Bean. Hiding Hat, Heavy Blanket. Happy.
On Wednesday, we had the triennial Eligibility Meeting with the school district for Bean’s upcoming IEP. For those not as saturated in Special Education speak and acronyms as we are, this means every three years, an entire team tests and reassesses your kid to determine if there is continuing need based on disability for and Individual Education Plan. The Eligibility Meeting is a big deal- present will be your child’s teachers (regular classroom – CEd, special education -SpEd, and autism specialist – AS), the school administrator (usually the principal and vice-principal), a district social worker, a psychologist, the district autism liaison, the district speech and language pathologist – SLP, and the district special education coordinator. Yeah, it’s a big table, and the next three years of your child’s education is contingent on what those reports find.

**List of tasks**
1. Say whether each statement agrees with the passage about Bean's Eligibility Meeting, answering yes or no and quoting the words that decide it. (a) The Eligibility Meeting takes place every three years. (b) The principal is not usually among those present. (c) The meeting was held on a Wednesday.
2. Write what comes next in the passage about Bean's Eligibility Meeting, picking up after its final sentence.

**Raw data**
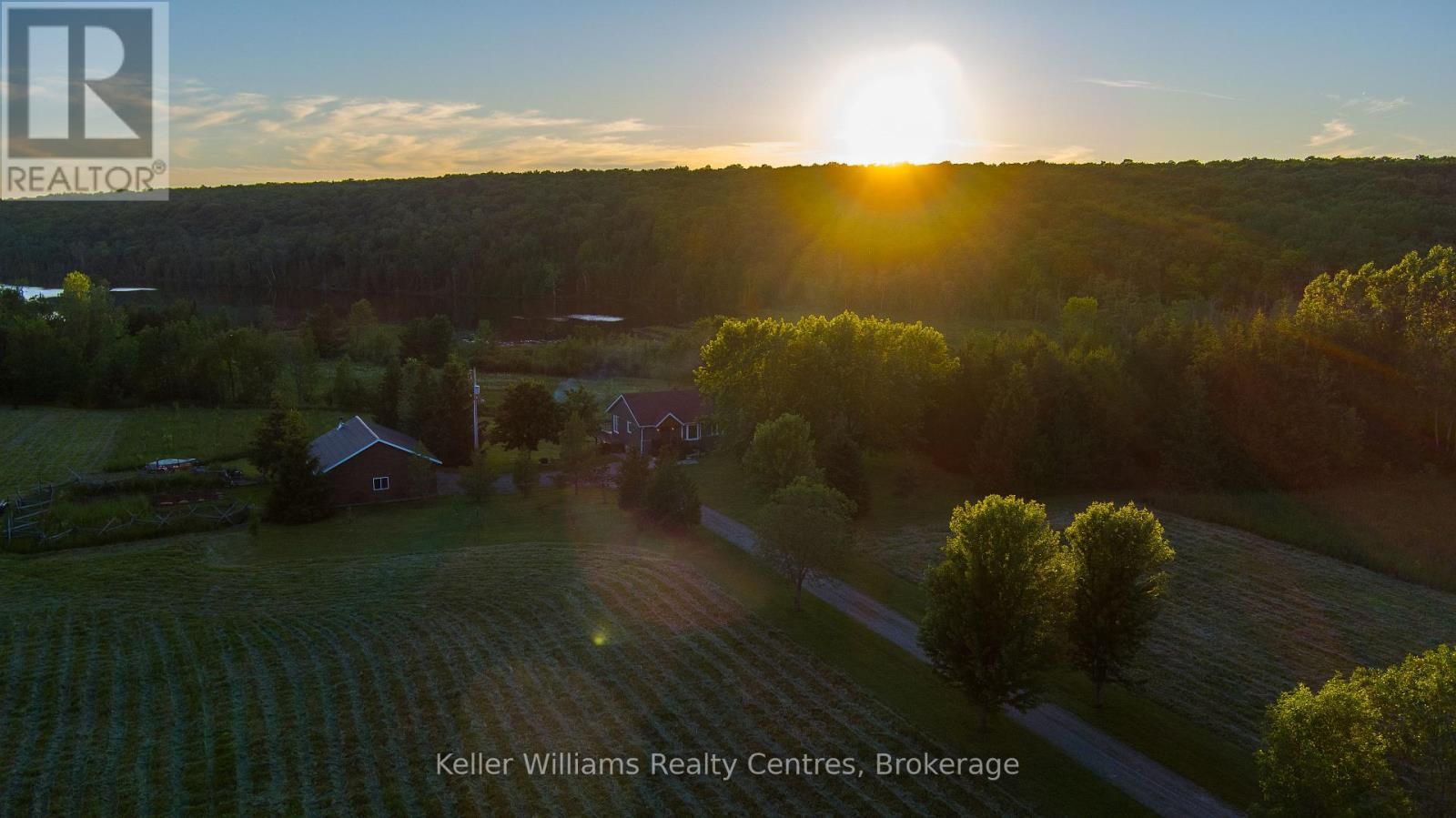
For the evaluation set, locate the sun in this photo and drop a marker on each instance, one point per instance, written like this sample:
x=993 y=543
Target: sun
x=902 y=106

**Answer set**
1.
(a) Yes: "every three years, an entire team tests and reassesses your kid"
(b) No: "the school administrator (usually the principal and vice-principal)"
(c) Yes: "On Wednesday, we had the triennial Eligibility Meeting"

2.
This is the meeting that sets my emotions and fears on edge. IEP’s are the nuts and bolts of how we’re going to help the kid- the Eligibility Meeting is a panel of experts who have been testing and observing your kid, who have statistics, and percentages and recommendations, all laid bare on multi-page black and white stapled and collated reports. On one had, you want to hear how good your child is doing, and maybe— just maybe— they won’t need services anymore. On the other— it’s terrifying to imagine that support net being taken from your child, if the team sees things differently than you do as a parent.
I wasn’t really worried about Bean’s eligibility. We’re now nine-plus years into this journey, and while he’s doing well in so many areas, autism never goes away. Autism isn’t fixed or cured. Ever.
Understanding this academically, knowing this is a fact physiologically and medically, spending hours and hours in SpEd classes at upper college levels, being informed and well-read and intellectually understanding this concept… doesn’t prepare you for the gut-punch of reality.
Bean has autism. He was diagnosed at two and a half, and immediately started a preschool program with intense early intervention, occupational and physical therapy. He went to that school for children with autism for three years, and was then mainstreamed into a typical classroom with an aide. He’s considered a profound success of early intervention and the pathways that intervention therapy can create in young, plastic brains.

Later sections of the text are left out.